=== Passage to read ===

Clock genes play a role in adipose tissue (AT) in animal experimental models. However, it remains to be elucidated whether these genes are expressed in human AT.

OBJECTIVE:

We investigated the expression of several clock genes, Bmal1, Per2 and Cry1, in human AT from visceral and subcutaneous abdominal depots. A second objective was to elucidate whether these clock genes expressions were related to the metabolic syndrome features.

METHODS:

Visceral and subcutaneous AT samples were obtained from morbid obese men (n=8), age: 42+/-13 years and body mass index>/=40 kg/m(2), undergoing laparoscopic surgery due to obesity. Biopsies were taken as paired samples at the beginning of the surgical process (1100 hour). Metabolic syndrome features such as waist circumference, plasma glucose, triglycerides, total cholesterol, high-density lipoprotein cholesterol and low-density lipoprotein (LDL) cholesterol were also studied. Homeostasis model assessment index of insulin resistance was also calculated. The expression of the different clock genes, hBmal1, hPer2 and hCry1, was determined by quantitative real-time PCR.

===

Apply what you read:
1 – In the clock gene study, at what hour were the biopsies taken?
2 – List every metabolic syndrome feature that the clock gene study names as having been studied.
3 – Continue the clock gene study abstract after its last sentence.
The records that come next are separate material, unrelated to the clock gene study.

=== Data provided ===

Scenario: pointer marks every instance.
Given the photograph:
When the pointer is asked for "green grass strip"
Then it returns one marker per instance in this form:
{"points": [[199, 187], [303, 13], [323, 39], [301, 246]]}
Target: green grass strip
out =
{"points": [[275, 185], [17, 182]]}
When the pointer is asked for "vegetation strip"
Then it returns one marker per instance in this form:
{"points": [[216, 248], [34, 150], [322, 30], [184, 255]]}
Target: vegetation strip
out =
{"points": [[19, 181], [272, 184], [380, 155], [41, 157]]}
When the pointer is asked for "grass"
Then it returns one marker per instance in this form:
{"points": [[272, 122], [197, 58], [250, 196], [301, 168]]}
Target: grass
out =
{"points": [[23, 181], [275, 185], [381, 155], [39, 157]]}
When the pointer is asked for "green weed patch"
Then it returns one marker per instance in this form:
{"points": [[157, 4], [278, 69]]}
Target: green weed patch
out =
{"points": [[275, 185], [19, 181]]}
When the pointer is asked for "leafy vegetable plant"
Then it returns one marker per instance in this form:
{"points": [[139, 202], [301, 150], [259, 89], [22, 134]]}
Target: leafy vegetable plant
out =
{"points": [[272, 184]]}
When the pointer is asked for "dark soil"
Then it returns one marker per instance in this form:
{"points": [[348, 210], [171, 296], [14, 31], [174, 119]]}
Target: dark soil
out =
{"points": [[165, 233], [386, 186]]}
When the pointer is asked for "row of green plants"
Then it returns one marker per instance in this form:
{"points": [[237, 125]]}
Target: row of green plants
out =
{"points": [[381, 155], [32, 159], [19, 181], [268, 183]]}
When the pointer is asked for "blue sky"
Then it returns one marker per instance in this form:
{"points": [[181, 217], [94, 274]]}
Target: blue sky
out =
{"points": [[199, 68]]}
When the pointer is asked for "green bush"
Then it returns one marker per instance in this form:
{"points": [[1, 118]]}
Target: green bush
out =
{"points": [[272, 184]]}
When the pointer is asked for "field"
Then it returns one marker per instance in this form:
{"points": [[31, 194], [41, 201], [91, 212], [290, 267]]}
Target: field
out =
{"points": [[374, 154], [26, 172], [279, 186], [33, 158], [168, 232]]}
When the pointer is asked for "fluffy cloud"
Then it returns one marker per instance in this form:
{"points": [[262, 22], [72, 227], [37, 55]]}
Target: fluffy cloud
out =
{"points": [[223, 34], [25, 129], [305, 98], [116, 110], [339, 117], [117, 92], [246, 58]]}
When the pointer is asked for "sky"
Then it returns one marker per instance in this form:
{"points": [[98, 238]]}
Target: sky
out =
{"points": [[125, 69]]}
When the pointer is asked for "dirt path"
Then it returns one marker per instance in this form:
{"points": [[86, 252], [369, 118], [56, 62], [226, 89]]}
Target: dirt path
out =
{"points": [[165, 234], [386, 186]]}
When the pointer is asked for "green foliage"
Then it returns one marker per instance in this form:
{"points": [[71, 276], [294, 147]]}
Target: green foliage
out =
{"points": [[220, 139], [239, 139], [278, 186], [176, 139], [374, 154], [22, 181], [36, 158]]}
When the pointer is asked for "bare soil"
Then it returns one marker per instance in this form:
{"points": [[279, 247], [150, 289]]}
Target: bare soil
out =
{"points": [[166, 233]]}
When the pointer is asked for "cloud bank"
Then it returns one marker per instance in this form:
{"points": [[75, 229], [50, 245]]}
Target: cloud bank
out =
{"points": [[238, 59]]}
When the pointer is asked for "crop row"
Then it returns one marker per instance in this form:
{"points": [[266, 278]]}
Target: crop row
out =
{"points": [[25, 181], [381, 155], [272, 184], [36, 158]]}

===

Answers to the problems:
1 – At 1100 hour, at the beginning of the surgical process.

2 – Waist circumference, plasma glucose, triglycerides, total cholesterol, high-density lipoprotein cholesterol, and low-density lipoprotein (LDL) cholesterol.

3 –
RESULTS:

Clock genes were expressed in both human AT depots. hBmal1 expression was significantly lower than hPer2 and hCry1 in both AT (P<0.001). All genes were highly correlated to one another in the subcutaneous fat, while no correlation was found between Bmal1 and Per2 in the visceral AT. Clock genes AT expression was associated with the metabolic syndrome parameters: hPer2 expression level from visceral depot was inversely correlated to waist circumference (P<0.01), while the three clock genes studied were significantly and negatively correlated to total cholesterol and LDL cholesterol (P<0.01).

CONCLUSION:

We have demonstrated for the first time in humans that clock genes are expressed in both subcutaneous and visceral fat. Their association with abdominal fat content and cardiovascular risk factors may be an indicator of the potential role of these clock genes in the metabolic syndrome disturbances.